Argument for learning to develop with emacs

You may have read my thoughts on why people should learn to code with a good CLI environment at hand.

I’ll one-up myself – it’s good to have emacs at hand.

You have all the features of the shell – well, you have the shell itself, if you want to. But you have even more extensibility, because you have other aspects to work with than apps: you have text editing as a programmable activity.

So besides having and being able to easily create tools to work on data at one level (files), you have and can easily create tools to work on data at another level: content.

So, emacs is not necessarily the only environment which one-ups a good CLI, but it’s the one I know and I can get behind.

What’s so special having the content editing be programmable is a layer of power further from tweaking your environment and adding tools to your toolbox. This is like tweaking the toolbox, so that you can have some tools work better.

The effect is so strong that people who work with emacs often find themselves more and more working from within emacs. So you don’t have an environment from which you call the editor to do some work with. You have an editor from which you work, and as code is text, you have a powerful tool in which to build powerful tools to better build powerful tools.

This is highly desirable.

An argument for learning to code with CLI environments

There’s a difference between working in the command line and working in a desktop environment which I think is crucial to software developers’ formation.

When you’re working on a desktop environment, there’s a particular flow that shapes the way you interact with your programs and files: you’re working on a physical space, and to use your tools, you go to them, then get your data into them, use them, then get your data out, back into your desktop. For instance, if you want to take some data from a text document and perform numerical analysis on it, you’d go about it thus:

  • Go to the place where you launch programs from, and open an editor
    • browse for the document with the data
    • get the data out, presumably by copying it into your system’s analogy of a clipboard
  • Go to the place where you launch programs from, and open a spreadsheet program
    • paste the data
    • use the spreadsheet on it
    • store the resulting document where you want to do it

The important part here is that you go to the tool then get the data in the tool.

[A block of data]
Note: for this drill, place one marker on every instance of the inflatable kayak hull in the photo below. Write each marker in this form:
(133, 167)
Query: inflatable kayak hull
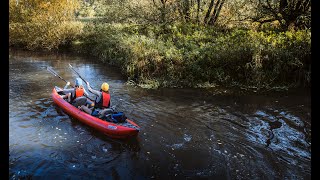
(110, 129)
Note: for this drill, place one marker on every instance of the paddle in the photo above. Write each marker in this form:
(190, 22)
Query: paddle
(76, 73)
(57, 75)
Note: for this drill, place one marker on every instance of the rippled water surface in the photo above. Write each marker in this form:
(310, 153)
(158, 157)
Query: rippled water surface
(185, 133)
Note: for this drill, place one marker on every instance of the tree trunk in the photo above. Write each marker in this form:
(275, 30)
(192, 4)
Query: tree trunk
(216, 12)
(205, 21)
(198, 10)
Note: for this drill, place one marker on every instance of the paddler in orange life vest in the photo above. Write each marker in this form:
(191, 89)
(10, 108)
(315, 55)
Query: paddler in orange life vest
(75, 94)
(102, 102)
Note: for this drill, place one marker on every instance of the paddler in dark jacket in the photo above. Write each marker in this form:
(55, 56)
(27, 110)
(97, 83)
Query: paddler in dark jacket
(102, 102)
(75, 95)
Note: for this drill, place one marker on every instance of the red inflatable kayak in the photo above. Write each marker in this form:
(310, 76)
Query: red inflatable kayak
(115, 130)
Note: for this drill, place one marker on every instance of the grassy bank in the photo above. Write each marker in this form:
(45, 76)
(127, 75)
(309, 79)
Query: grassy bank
(183, 55)
(194, 56)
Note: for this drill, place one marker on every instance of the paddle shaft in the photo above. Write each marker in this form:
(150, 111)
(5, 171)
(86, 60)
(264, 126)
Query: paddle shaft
(57, 75)
(77, 73)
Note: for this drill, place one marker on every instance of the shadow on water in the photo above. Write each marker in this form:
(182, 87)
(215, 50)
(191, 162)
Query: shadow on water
(185, 133)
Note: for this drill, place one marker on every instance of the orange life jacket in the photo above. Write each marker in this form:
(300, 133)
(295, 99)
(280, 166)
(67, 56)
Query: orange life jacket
(79, 91)
(104, 101)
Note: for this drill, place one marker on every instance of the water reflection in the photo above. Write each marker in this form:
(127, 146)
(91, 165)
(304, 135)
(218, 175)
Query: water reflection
(185, 133)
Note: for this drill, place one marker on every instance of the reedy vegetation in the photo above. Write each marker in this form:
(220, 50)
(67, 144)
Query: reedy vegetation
(178, 53)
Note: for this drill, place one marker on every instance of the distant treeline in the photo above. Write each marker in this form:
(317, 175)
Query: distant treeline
(163, 43)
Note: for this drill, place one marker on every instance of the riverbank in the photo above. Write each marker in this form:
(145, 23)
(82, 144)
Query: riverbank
(183, 55)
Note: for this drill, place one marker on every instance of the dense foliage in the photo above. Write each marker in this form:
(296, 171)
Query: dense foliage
(175, 43)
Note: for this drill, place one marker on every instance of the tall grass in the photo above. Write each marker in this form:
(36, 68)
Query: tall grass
(192, 55)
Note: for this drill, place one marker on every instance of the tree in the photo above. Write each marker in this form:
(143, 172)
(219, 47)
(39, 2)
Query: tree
(289, 13)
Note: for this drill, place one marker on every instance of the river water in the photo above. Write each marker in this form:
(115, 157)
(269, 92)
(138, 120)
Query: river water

» **GOAL**:
In the text on emacs and the command line, what does emacs offer to work with beyond apps that makes it more extensible than the shell? The records are not required for this work.

» **EXPECTED ANSWER**:
Text editing as a programmable activity.